Restaurants & Bars 45

Shahi Palace report

cherylmtl | Jul 16, 2008 07:14 AM

A small group of very hungry hounds (and lurker hounds) headed to Shahi Palace a few weeks back, based on bomobob's raves about their mutton palak. It bills itself as serving Pakistani and Indian cuisine, and while the menu is fairly typical of most Indian or Pakistani restaurants here – with a few very notable exceptions – the dishes themselves are far better than almost any other I've had in Montreal. Decor-wise, the restaurant is what you'd expect from an ordinary strip mall on Sources. It's small (I don't think it seats more than about 25 or so) and seems to be family-run. It's also BYOB.

We had beef nahari, chili fish, the aforementioned mutton palak, shahi paneer, haleem, chicken balti, vegetable biryani, palak paneer, aloo gobi, naan bread and raita. By far the best dish was the chicken balti, which we ordered on the waiter's recommendation. Its combination of deep/dark and high/bright flavours wowed us all. (It was so good we ordered a second one, actually). This isn't a dish we've ever seen in Montreal before, and you can be sure we'll be going back to try this again soon.

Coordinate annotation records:
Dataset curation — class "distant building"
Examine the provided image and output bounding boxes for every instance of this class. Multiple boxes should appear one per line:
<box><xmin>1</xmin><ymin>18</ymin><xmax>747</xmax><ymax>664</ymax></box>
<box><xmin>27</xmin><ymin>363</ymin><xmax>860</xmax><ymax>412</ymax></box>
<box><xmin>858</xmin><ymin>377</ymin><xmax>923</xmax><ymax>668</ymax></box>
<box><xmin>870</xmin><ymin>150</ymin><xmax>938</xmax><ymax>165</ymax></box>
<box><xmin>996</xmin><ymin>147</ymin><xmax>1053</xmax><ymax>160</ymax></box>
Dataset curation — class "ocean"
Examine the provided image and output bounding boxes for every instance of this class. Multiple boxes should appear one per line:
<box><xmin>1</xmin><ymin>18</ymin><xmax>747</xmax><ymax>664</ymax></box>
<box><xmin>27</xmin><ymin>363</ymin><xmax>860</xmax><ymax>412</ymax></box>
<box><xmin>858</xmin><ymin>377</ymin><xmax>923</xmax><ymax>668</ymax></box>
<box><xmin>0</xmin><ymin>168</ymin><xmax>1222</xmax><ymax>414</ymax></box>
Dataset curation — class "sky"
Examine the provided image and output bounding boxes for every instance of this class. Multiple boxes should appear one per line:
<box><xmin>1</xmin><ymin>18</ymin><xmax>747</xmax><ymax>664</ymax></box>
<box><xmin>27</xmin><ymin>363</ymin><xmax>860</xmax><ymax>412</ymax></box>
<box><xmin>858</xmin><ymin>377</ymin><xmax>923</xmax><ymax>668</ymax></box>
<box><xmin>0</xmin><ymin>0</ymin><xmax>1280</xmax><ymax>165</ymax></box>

EXERCISE SET:
- A) In the restaurant review, which dish was the best one?
- B) Reproduce the section of the restaurant review that starts at the words "Shahi Palace report" and ends after "It's also BYOB.".
These records have nothing to do with the restaurant review.

EXPECTED ANSWERS:
- A) The chicken balti was the best dish.

- B)
Shahi Palace report

cherylmtl | Jul 16, 2008 07:14 AM

A small group of very hungry hounds (and lurker hounds) headed to Shahi Palace a few weeks back, based on bomobob's raves about their mutton palak. It bills itself as serving Pakistani and Indian cuisine, and while the menu is fairly typical of most Indian or Pakistani restaurants here – with a few very notable exceptions – the dishes themselves are far better than almost any other I've had in Montreal. Decor-wise, the restaurant is what you'd expect from an ordinary strip mall on Sources. It's small (I don't think it seats more than about 25 or so) and seems to be family-run. It's also BYOB.